● **EXTRACTED TEXT**
┄┄┄┄┄┄

Sanctions regardless of Annexation

Israeli illegal settlement

Just Peace Advocates joins in denouncing the threats of annexation made by Israel and the USA. Whether annexation or partial annexation threats are realized on July 1st or anytime after, we join in solidarity with the calls of actions and statements against annexation being made by organizations in Canada and internationally.

However, Just Peace Advocates states emphatically that the Canadian government needs to follow its own domestic law and accountability to international law, and put sanctions on place regardless of annexation threats or the realization of these threats.

The defacto annexation has been in place for decades. It is not about whether sanctions are put in place if annexation occurs. It is about santions being put in place because of decades long ongoing war crimes, settler colonialism, and apartheid.

We concur with Bruce Katz when he says:

The defacto annexation has been in place for decades. It is not about where sanctions if annexation occurs, it is about santions because of decades long ongoing war crimes, settler colonialism, and apartheid.

Over the last week, 150 letters have been sent to opposition leaders asking them to hold the Trudeau government accountable. Join in by sending your own letter. Our call is specifically to:

1. Hold Israel accountable to an end to all breaches of international humanitarian law and international human rights law, doing so through diplomatic and economic measures, including  the implementation of sanctions under the Special Economic Measures Act, and the implementation of an arms embargo.  

2. Implement an arms embargo, and press for a comprehensive arms embargo at the level of the UN Security Council.

3. Vote at the UN in alignment with the majority of the international community taking a stance in line with international law and human rights for Palestinians.

4. Impose a ban on all goods originating from illegal Israeli settlements in occupied Palestinian territory entering Canada as well as a ban on Canadian companies operating in illegal settlements or trading in settlement goods.

We also provide you the opportunity to send a letter directly to your own elected member of parliament

The Canadian Government is accountable under domestic and international law for putting sanctions in place against Israel for the war crimes committed against the people of Palestine.

Domestic Law: Canadian sanctions laws implement United Nations Security Council (UNSC) sanctions regimes under the United Nations Act, as well as Canadian autonomous sanctions regimes under the Special Economic Measures Act. Under the Special Economic Measures Act, sanctions are required when gross and systematic human rights violations have been committed in a foreign state.

International Law: Under Article 1 of the Fourth Geneva Convention, all high signatories in which Canada is one, are required to take actions to ensure that violations of the Fourth Geneva Convention do not occur under any circumstance.

Read more about the annexation from Jonathan Kuttab:

The Mechanics of Israel’s Annexation in the West Bank

First published, June 16, 2020 by the Arab Centre, Washington, DC

Few know exactly how the Israeli annexation of certain territories in the occupied West Bank will take place, but it is safe to make some observations based on past experience. In all likelihood, legislation will be passed in the Knesset extending Israeli law and administration to certain areas shown in some attached map. Existing legislation allows such an act to be carried out by an Israeli government administratively and with little fanfare. It is solely the political implications of the action that would necessitate Knesset action, and only by a simple majority. However, reversing the process (that is, ceding land) would require the approval of a supermajority of votes in the Knesset, or 80 out of 120 members.

┄┄┄┄┄┄

● **LISTED RECORDS**
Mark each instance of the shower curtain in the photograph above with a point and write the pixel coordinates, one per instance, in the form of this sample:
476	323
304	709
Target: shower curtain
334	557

┄┄┄┄┄┄

● **REQUIRED ACTIONS**
1. Retype the part of the statement on sanctions and annexation that opens with the words containing "3. Vote at the" and closes with "rights for Palestinians.".
2. Name every law, act, and convention that the statement on sanctions and annexation mentions by its title.
3. Carry on the statement on sanctions and annexation from the point where it stops.

● **EXERCISE ANSWERS**
1.
3. Vote at the UN in alignment with the majority of the international community taking a stance in line with international law and human rights for Palestinians.

2.
Special Economic Measures Act
United Nations Act
Fourth Geneva Convention

3.
At a minimum, annexation—or extending Israeli law and administration to parts of the Jordan Valley—will require that Israel update, change, adapt, or reaffirm decrees, laws, and military orders that, since the 1967 occupation of the West Bank, have governed how the occupying power administers the territory and its inhabitants. Such laws, decrees, and military orders address relations with the Palestinians––especially as pertaining to the post-Oslo Accords and Areas A, B, and C––as well as Israeli settlers in illegal settlements, the status of these settlements in Israel’s military doctrine, and economic and social affairs, among other things. But whatever the new regulations may be, annexation is bringing new conditions that are likely to sow the seeds for extended conflict in the future, especially that the Israeli army itself has apparently been kept in the dark as to the particulars of the annexation.

Status of Jewish Settlers

After the supposed annexation, Jewish settlers will be treated exactly as if they are living in Israel de jure (by a lawful right), and not just de facto (by fact, or reality). Those who hold Israeli passports will continue to do so and will be treated as if living in Israel proper. This is significant since Palestinian residents of East Jerusalem have often lost their residency status if they lived in the West Bank, which was considered to be “outside” the state of Israel by the Israeli Ministry of Interior, which controls their status. A prominent case that exemplifies this policy is that of East Jerusalemite Mubarak Awad who, in 1988, lost his case to maintain his residency in East Jerusalem, which had been annexed to Israel following the 1967 war. Israel’s High Court decreed that since Awad was not Jewish and the Law of Return does not apply to him, and since the law annexing Jerusalem failed to define his status, then the Law of Entry into Israel of 1955 applied to Awad and his status was akin to that of an immigrant to Israel, thus making him and other Palestinians living in Jerusalem residents instead of full citizens.

What will be abandoned [with annexation] are the elaborate mechanisms of adjusting the laws and military orders to enable Jewish settlers to live fully and legally as if they are in Israel.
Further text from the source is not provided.